Every line below must be reproduced exactly. Copy them all.

········

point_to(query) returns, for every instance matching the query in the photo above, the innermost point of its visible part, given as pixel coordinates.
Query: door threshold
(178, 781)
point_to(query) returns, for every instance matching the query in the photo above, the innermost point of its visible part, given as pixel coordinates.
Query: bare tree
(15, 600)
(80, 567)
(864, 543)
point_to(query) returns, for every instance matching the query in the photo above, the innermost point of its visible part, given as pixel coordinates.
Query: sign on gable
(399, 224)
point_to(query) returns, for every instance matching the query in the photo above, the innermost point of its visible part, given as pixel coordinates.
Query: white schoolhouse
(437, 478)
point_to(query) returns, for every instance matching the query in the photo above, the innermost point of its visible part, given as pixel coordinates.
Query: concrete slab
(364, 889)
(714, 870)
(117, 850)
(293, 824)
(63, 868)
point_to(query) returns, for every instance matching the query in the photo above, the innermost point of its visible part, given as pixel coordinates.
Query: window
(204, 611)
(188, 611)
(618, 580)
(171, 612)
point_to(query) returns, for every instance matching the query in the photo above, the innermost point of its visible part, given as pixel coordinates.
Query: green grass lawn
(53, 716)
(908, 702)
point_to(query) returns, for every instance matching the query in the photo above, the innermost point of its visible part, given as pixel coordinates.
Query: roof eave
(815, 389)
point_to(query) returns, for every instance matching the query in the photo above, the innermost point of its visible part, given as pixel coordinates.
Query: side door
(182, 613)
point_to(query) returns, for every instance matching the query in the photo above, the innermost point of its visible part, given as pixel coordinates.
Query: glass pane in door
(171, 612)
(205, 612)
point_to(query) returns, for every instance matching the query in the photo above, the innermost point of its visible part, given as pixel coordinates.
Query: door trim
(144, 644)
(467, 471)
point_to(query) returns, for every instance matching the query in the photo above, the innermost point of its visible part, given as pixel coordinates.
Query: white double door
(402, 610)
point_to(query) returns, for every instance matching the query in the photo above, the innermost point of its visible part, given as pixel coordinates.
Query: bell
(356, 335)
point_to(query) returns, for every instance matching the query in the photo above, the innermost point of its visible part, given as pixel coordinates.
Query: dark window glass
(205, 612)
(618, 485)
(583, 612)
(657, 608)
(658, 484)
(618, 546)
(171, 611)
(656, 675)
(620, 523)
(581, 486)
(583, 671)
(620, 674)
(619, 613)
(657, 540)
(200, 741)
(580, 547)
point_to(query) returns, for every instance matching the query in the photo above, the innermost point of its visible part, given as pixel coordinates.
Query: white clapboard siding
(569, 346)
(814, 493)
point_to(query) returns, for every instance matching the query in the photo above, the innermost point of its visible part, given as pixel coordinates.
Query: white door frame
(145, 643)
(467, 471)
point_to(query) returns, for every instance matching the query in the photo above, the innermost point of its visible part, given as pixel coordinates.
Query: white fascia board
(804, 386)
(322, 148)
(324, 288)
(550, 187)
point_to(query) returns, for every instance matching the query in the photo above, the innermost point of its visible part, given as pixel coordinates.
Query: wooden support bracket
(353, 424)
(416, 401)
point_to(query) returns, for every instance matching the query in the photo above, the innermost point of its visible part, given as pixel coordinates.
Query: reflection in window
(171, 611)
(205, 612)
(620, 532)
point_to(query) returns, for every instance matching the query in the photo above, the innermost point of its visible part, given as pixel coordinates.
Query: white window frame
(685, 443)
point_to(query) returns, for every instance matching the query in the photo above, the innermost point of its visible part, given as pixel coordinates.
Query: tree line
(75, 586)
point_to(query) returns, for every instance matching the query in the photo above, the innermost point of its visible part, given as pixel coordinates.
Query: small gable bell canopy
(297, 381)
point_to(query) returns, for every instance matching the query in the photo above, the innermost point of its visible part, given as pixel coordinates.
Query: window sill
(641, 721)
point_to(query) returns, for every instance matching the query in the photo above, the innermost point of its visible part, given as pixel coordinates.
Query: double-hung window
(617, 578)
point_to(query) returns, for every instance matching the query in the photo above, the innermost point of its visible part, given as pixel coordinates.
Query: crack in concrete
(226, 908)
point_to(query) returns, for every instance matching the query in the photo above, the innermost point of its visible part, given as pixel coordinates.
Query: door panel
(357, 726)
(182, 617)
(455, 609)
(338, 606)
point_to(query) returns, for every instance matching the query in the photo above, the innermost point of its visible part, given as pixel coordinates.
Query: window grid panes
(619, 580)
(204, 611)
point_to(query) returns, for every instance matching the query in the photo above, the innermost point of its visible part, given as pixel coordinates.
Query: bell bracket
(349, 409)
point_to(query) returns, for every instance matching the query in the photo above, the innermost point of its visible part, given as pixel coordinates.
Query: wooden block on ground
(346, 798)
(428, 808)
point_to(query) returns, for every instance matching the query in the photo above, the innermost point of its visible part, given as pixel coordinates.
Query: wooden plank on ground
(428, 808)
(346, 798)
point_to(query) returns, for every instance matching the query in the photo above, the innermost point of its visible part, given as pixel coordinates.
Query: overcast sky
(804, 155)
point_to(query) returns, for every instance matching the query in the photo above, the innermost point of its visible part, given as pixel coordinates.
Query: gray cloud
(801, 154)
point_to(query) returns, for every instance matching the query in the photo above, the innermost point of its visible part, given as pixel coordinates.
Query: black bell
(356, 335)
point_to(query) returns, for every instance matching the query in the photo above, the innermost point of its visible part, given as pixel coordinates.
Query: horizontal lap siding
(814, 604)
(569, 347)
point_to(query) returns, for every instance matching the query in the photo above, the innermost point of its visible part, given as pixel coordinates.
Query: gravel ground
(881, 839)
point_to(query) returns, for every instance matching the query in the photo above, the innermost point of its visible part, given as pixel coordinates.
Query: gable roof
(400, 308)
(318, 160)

········

Solution for this exercise ->
point_to(query) returns, for every instance matching the query in the photo above, the innermost point of its visible part, given as pixel coordinates.
Query: door threshold
(178, 781)
point_to(query) returns, for every instance matching the query in the photo above, the innermost point of its visible part, given as pixel coordinates.
Query: bare tree
(15, 600)
(80, 567)
(864, 543)
point_to(query) returns, for every instance matching the query in the photo above, the innermost point of its visible part, given as pixel coordinates.
Query: sign on gable
(399, 224)
point_to(query) returns, for every instance matching the query in the photo above, the innermost point of its visible part, given as pixel coordinates.
Query: white schoolhouse
(437, 478)
point_to(query) returns, for every instance matching the query in the photo above, the innermost point of its visible part, given as pixel coordinates.
Query: concrete slab
(364, 889)
(714, 870)
(117, 850)
(293, 824)
(63, 868)
point_to(query) returns, for every instance matching the query in the photo above, the innermost point of its visible part, given as pixel coordinates.
Query: window
(204, 611)
(188, 611)
(618, 580)
(171, 612)
point_to(query) returns, for every instance matching the query in the photo above, the innermost point of its visible part, given as pixel coordinates.
Query: green grass lawn
(53, 716)
(908, 702)
point_to(query) returns, for every instance matching the query in the photo above, the innermost point of its visible part, given as pixel coordinates.
Query: roof eave
(815, 389)
point_to(query) returns, for every instance matching the query in the photo above, the innermost point of its visible part, given as pixel coordinates.
Query: side door
(182, 613)
point_to(query) returns, for every instance matching the query in the photo above, the innermost point of its visible part, given as pixel coordinates.
Query: glass pane in door
(171, 612)
(205, 612)
point_to(query) returns, for every instance matching the query in the photo above, the innermost point of its visible part, given as pixel coordinates.
Query: door trim
(144, 644)
(467, 471)
point_to(query) returns, for every instance matching the query in the photo above, the innermost point of its visible part, given as pixel coordinates.
Query: white double door
(402, 610)
point_to(query) returns, for every instance matching the query in the photo above, the innermost point of its visible part, given as pixel coordinates.
Query: bell
(356, 335)
point_to(query) returns, for every instance matching the query in the photo above, the innermost point of its visible part, given as pixel coordinates.
Query: dark window glass
(205, 612)
(618, 485)
(583, 612)
(657, 608)
(658, 484)
(618, 546)
(171, 611)
(656, 675)
(620, 523)
(581, 486)
(583, 671)
(620, 674)
(619, 613)
(657, 540)
(200, 741)
(580, 547)
point_to(query) returns, for every instance matching the query in the photo above, the innermost point of its visible part, given as pixel coordinates.
Query: white clapboard siding
(569, 346)
(814, 493)
point_to(query) returns, for every instance matching the query in the photo above, the innermost point of its visible part, given as pixel coordinates.
Query: white door frame
(145, 643)
(467, 471)
point_to(query) returns, for every instance matching the query in the photo above, the innermost point of its visible part, given as pixel coordinates.
Query: white fascia board
(804, 386)
(322, 148)
(324, 288)
(550, 187)
point_to(query) returns, for every instance matching the query in the photo above, the innermost point of its visible part, given as pixel coordinates.
Query: wooden support bracket
(353, 424)
(416, 401)
point_to(query) returns, for every instance matching the query in the photo above, the innermost point of its visible part, given as pixel coordinates.
Query: reflection in window
(171, 611)
(205, 612)
(620, 532)
point_to(query) returns, for every instance matching the query in the photo above, the innermost point of its visible part, given as pixel coordinates.
Query: white window frame
(685, 443)
point_to(query) returns, for every instance matching the query in the photo above, the innermost point of its visible part, given as pixel coordinates.
Query: tree line
(75, 586)
point_to(query) returns, for every instance matching the query in the photo above, the innermost point of its visible part, given as pixel coordinates.
Query: small gable bell canopy
(297, 381)
point_to(query) returns, for every instance matching the query in the photo above, the innermost point of its visible part, given as pixel coordinates.
Query: window sill
(641, 721)
point_to(query) returns, for every instance matching the query in the photo above, the innermost point of its visible part, given as pixel coordinates.
Query: double-hung window
(617, 578)
point_to(query) returns, for every instance matching the query in the photo above, the innermost point of its visible part, given as pixel coordinates.
Query: crack in concrete
(226, 908)
point_to(query) returns, for every instance matching the query in the photo above, the innermost point of its visible part, given as pixel coordinates.
Query: door panel
(357, 726)
(182, 617)
(455, 609)
(338, 606)
point_to(query) returns, for every instance matching the query in the photo above, the innermost point of its visible part, given as pixel coordinates.
Query: window grid panes
(619, 580)
(204, 611)
point_to(query) returns, for every instance matching the query in the photo above, the innermost point of its visible part, given as pixel coordinates.
Query: bell bracket
(349, 409)
point_to(query) returns, for every instance matching the query in the photo above, the innermost point of its visible part, given as pixel coordinates.
Query: wooden block on ground
(346, 798)
(428, 808)
point_to(query) returns, for every instance matching the query in the photo above, the innermost point of its visible part, given as pixel coordinates.
Query: wooden plank on ground
(428, 808)
(346, 798)
point_to(query) returns, for every instance matching the query in the photo above, the innermost point of its visible part, given as pixel coordinates.
Query: overcast sky
(804, 155)
point_to(query) returns, for every instance matching the query in the photo above, the innermost point of its visible part, given as pixel coordinates.
Query: gray cloud
(801, 154)
point_to(query) returns, for every instance matching the query in the photo above, the innermost point of its visible part, given as pixel coordinates.
Query: black bell
(356, 335)
point_to(query) returns, for every instance matching the query in the photo above, the innermost point of its visible part, given as pixel coordinates.
Query: horizontal lap siding
(814, 604)
(569, 347)
point_to(query) returns, for every instance matching the query in the photo above, the innermost point of its visible part, given as pixel coordinates.
Query: gravel ground
(881, 839)
point_to(query) returns, for every instance matching the query in the photo above, the innermost point of its visible part, given as pixel coordinates.
Query: gable roof
(400, 308)
(318, 160)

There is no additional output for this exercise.